§ **Problem details**:
Copy each line of the records that includes "leaf".

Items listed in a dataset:
/---

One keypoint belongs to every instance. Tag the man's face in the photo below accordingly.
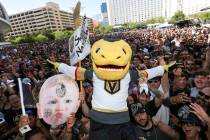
(143, 98)
(141, 118)
(38, 136)
(58, 101)
(190, 130)
(14, 101)
(180, 82)
(154, 84)
(201, 81)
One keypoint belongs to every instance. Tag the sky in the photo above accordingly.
(90, 7)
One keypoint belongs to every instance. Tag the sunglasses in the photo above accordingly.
(203, 94)
(153, 81)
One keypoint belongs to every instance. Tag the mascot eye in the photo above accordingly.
(68, 101)
(124, 50)
(97, 50)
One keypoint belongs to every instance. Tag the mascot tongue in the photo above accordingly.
(111, 67)
(111, 60)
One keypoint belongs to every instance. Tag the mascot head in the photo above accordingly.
(111, 60)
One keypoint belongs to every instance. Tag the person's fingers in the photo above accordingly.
(186, 99)
(198, 115)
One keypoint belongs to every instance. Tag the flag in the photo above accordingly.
(79, 43)
(76, 14)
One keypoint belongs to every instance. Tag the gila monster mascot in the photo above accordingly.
(111, 77)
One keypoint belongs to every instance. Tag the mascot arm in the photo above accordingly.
(76, 73)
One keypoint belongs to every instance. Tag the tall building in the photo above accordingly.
(49, 17)
(188, 7)
(104, 13)
(193, 6)
(4, 23)
(126, 11)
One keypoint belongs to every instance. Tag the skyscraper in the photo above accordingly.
(4, 22)
(126, 11)
(104, 13)
(49, 17)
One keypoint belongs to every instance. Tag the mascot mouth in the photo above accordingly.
(110, 67)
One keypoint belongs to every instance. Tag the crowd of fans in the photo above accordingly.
(176, 105)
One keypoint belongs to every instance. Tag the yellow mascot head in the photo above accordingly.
(111, 60)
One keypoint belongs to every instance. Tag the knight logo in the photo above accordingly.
(112, 87)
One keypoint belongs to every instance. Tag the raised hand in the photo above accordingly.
(200, 113)
(70, 122)
(55, 64)
(24, 120)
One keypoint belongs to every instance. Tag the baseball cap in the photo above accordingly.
(192, 119)
(136, 108)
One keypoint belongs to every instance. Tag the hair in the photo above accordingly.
(201, 72)
(32, 133)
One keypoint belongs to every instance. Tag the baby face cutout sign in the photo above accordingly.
(58, 98)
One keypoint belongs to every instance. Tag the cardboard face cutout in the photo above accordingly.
(58, 98)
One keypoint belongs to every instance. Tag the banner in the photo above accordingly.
(79, 43)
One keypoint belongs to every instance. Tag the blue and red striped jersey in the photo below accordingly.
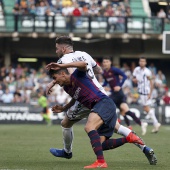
(112, 77)
(83, 89)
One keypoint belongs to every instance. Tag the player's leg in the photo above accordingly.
(150, 111)
(102, 118)
(67, 131)
(125, 110)
(93, 123)
(149, 153)
(117, 98)
(73, 115)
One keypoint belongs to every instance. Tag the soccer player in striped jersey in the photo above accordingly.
(111, 76)
(74, 110)
(143, 77)
(102, 118)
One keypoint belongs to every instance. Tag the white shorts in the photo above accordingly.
(144, 101)
(77, 112)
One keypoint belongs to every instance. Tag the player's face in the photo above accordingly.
(59, 79)
(59, 50)
(142, 63)
(106, 64)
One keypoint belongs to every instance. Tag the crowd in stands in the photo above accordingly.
(22, 84)
(73, 7)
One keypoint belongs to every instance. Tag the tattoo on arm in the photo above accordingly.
(97, 70)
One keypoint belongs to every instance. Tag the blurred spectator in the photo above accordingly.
(7, 97)
(161, 15)
(17, 97)
(160, 78)
(153, 69)
(18, 71)
(166, 97)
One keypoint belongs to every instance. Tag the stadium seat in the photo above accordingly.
(137, 25)
(2, 23)
(95, 24)
(60, 24)
(103, 24)
(40, 24)
(85, 25)
(27, 23)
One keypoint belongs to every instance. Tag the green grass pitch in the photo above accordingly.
(26, 147)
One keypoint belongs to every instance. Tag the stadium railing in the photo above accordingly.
(83, 24)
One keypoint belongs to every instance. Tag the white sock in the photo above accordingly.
(67, 139)
(123, 130)
(140, 146)
(151, 113)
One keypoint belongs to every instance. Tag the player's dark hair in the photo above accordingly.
(107, 58)
(64, 40)
(142, 57)
(52, 72)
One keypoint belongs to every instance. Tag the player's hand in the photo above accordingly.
(117, 88)
(149, 96)
(53, 66)
(48, 88)
(57, 109)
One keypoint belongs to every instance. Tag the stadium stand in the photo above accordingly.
(2, 20)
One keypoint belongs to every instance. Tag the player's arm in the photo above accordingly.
(151, 86)
(105, 83)
(81, 65)
(134, 79)
(97, 69)
(49, 87)
(120, 73)
(59, 109)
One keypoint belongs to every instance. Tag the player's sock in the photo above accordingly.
(126, 120)
(124, 131)
(68, 139)
(46, 118)
(113, 143)
(131, 114)
(96, 145)
(151, 113)
(140, 146)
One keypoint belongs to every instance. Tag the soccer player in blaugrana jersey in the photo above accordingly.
(102, 118)
(111, 76)
(74, 110)
(143, 77)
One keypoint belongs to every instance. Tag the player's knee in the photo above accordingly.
(87, 128)
(65, 124)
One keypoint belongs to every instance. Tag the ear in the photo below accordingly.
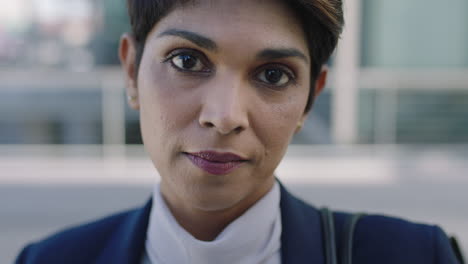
(127, 55)
(318, 88)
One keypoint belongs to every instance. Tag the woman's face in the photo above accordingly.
(222, 87)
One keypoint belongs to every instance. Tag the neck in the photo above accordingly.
(206, 225)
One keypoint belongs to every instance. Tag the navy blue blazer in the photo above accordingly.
(120, 239)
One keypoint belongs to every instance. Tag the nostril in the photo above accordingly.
(208, 124)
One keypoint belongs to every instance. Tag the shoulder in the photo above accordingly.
(80, 244)
(386, 239)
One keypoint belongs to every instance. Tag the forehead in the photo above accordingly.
(262, 22)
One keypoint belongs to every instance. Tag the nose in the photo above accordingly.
(225, 108)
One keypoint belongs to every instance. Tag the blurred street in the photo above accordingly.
(421, 184)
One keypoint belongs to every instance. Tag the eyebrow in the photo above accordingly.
(206, 43)
(196, 38)
(272, 54)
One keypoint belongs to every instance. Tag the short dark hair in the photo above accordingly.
(322, 21)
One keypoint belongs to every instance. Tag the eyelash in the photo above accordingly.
(191, 52)
(202, 58)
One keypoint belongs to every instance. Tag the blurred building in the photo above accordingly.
(59, 79)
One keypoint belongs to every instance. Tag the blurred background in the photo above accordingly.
(389, 134)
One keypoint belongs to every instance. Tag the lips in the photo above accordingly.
(215, 162)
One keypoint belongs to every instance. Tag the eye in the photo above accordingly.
(187, 61)
(275, 76)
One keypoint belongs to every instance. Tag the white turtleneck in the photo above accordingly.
(253, 238)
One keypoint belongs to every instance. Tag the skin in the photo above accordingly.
(223, 103)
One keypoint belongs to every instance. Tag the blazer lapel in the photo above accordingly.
(301, 237)
(128, 243)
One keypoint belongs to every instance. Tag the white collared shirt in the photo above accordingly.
(253, 238)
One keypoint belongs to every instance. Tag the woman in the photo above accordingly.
(221, 88)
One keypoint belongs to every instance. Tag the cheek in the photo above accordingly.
(279, 122)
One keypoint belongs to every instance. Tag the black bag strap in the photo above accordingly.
(329, 237)
(329, 242)
(328, 224)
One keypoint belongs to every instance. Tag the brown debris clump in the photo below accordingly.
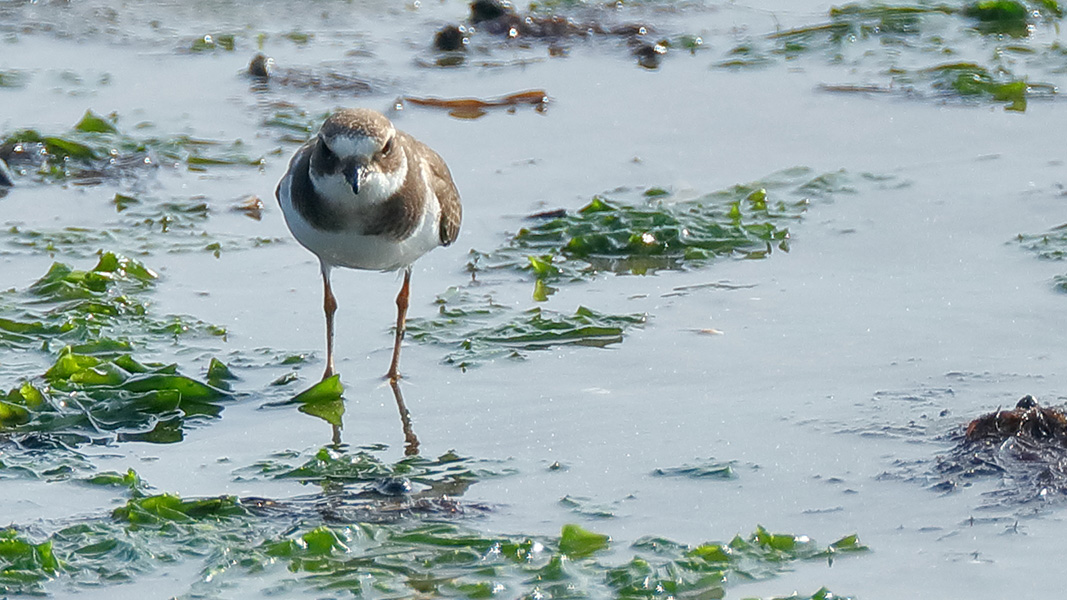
(1028, 420)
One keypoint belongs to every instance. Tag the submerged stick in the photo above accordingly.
(472, 108)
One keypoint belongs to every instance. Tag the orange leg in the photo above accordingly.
(330, 306)
(394, 373)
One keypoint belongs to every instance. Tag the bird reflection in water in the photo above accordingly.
(410, 440)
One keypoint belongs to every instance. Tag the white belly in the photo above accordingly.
(349, 249)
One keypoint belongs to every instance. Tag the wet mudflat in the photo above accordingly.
(726, 306)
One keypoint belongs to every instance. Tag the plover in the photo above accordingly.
(365, 195)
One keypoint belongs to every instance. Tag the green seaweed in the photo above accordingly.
(12, 78)
(706, 470)
(970, 80)
(24, 565)
(212, 42)
(95, 389)
(322, 400)
(479, 331)
(1049, 246)
(1010, 17)
(96, 149)
(84, 397)
(656, 232)
(334, 466)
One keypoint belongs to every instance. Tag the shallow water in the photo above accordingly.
(902, 311)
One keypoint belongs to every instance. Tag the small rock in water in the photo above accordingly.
(393, 486)
(261, 66)
(489, 10)
(449, 38)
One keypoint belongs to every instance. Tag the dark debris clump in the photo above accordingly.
(1025, 447)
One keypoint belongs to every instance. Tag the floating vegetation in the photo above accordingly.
(96, 390)
(1050, 246)
(323, 400)
(84, 398)
(144, 225)
(213, 42)
(654, 231)
(234, 538)
(334, 466)
(10, 78)
(1012, 17)
(473, 108)
(969, 80)
(706, 470)
(889, 37)
(479, 330)
(266, 73)
(95, 149)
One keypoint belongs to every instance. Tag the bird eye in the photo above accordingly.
(328, 156)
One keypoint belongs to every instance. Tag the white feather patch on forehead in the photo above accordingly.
(354, 145)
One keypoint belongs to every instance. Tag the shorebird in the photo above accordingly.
(365, 195)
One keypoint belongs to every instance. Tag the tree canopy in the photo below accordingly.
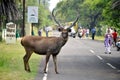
(93, 13)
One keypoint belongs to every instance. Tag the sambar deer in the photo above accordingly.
(45, 45)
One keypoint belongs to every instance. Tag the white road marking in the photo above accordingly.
(111, 65)
(45, 74)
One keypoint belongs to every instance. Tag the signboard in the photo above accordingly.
(32, 14)
(10, 33)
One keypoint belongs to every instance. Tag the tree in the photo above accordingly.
(8, 12)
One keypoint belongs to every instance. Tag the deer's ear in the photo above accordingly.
(69, 30)
(60, 29)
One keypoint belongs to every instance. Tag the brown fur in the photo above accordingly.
(43, 46)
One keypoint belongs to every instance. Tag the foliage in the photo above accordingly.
(93, 13)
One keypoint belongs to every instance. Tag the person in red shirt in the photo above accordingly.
(114, 34)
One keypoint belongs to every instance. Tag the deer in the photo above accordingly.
(49, 46)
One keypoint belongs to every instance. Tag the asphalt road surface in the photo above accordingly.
(83, 59)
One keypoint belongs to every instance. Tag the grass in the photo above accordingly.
(11, 63)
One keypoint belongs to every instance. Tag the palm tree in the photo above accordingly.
(8, 9)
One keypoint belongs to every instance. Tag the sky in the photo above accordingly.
(53, 3)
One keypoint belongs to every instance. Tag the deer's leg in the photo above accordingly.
(55, 63)
(46, 63)
(26, 59)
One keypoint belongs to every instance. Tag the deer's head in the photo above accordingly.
(64, 31)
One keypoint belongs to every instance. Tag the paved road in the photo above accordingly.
(83, 59)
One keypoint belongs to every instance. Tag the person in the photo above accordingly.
(40, 32)
(108, 42)
(114, 34)
(80, 32)
(87, 33)
(46, 31)
(93, 33)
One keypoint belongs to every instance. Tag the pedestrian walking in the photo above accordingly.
(93, 33)
(114, 34)
(108, 42)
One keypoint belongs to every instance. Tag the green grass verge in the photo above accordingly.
(11, 63)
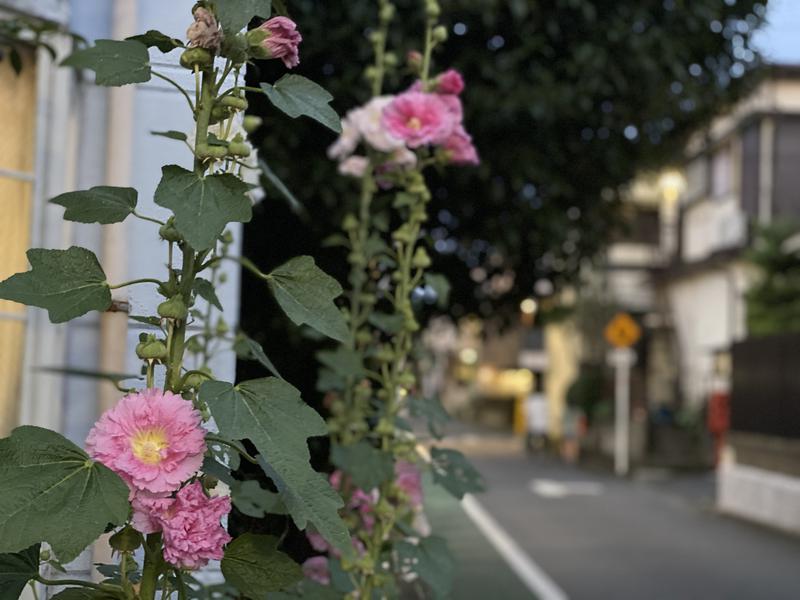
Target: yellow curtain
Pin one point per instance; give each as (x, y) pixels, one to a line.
(17, 123)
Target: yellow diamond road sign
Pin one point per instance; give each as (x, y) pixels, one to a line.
(622, 331)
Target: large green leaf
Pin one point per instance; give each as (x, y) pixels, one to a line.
(432, 561)
(202, 205)
(233, 15)
(254, 565)
(67, 283)
(455, 473)
(16, 570)
(295, 95)
(367, 466)
(114, 62)
(52, 492)
(270, 413)
(102, 204)
(305, 293)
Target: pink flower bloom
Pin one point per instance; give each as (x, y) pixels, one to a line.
(204, 32)
(282, 40)
(460, 148)
(193, 534)
(152, 439)
(450, 82)
(408, 479)
(316, 569)
(418, 119)
(146, 510)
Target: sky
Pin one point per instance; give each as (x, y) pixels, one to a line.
(779, 41)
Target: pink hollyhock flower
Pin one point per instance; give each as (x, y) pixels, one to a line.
(152, 439)
(204, 32)
(460, 149)
(450, 82)
(282, 40)
(418, 119)
(316, 569)
(193, 534)
(408, 479)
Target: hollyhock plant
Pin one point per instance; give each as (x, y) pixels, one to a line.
(152, 439)
(193, 533)
(282, 40)
(419, 119)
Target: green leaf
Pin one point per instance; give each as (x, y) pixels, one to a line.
(295, 95)
(52, 492)
(249, 349)
(254, 501)
(66, 283)
(431, 410)
(270, 413)
(366, 465)
(205, 289)
(441, 286)
(102, 204)
(234, 15)
(16, 570)
(390, 323)
(455, 473)
(153, 38)
(432, 561)
(342, 361)
(254, 565)
(172, 134)
(114, 62)
(203, 206)
(305, 293)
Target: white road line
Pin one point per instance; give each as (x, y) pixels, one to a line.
(531, 574)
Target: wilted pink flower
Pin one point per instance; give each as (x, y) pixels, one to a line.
(450, 82)
(460, 148)
(204, 32)
(316, 569)
(282, 40)
(354, 166)
(152, 439)
(193, 534)
(146, 510)
(418, 118)
(408, 479)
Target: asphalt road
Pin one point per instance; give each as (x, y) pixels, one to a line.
(651, 538)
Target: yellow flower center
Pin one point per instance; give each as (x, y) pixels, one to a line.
(147, 445)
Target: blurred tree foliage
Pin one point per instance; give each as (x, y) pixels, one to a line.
(773, 303)
(566, 100)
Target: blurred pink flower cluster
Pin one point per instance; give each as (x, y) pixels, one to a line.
(154, 441)
(397, 125)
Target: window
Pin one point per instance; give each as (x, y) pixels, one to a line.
(17, 122)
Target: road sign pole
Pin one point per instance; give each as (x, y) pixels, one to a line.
(622, 359)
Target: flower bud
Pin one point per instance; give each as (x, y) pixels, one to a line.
(174, 308)
(196, 57)
(421, 259)
(251, 122)
(126, 539)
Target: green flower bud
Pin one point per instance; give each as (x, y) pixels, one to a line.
(199, 57)
(234, 102)
(174, 308)
(251, 123)
(151, 349)
(126, 539)
(421, 259)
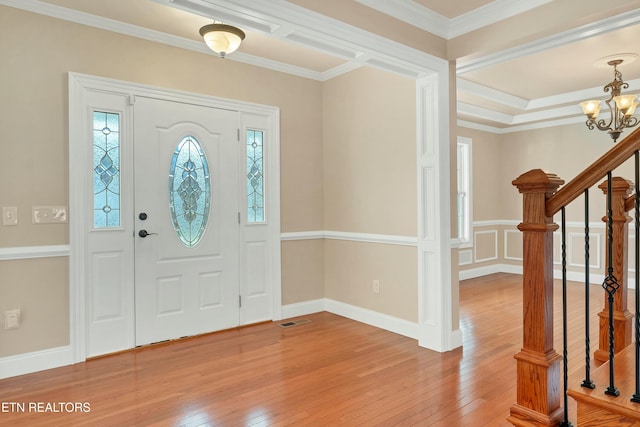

\---

§ **Response**:
Target: large green leaf
Target: green leaf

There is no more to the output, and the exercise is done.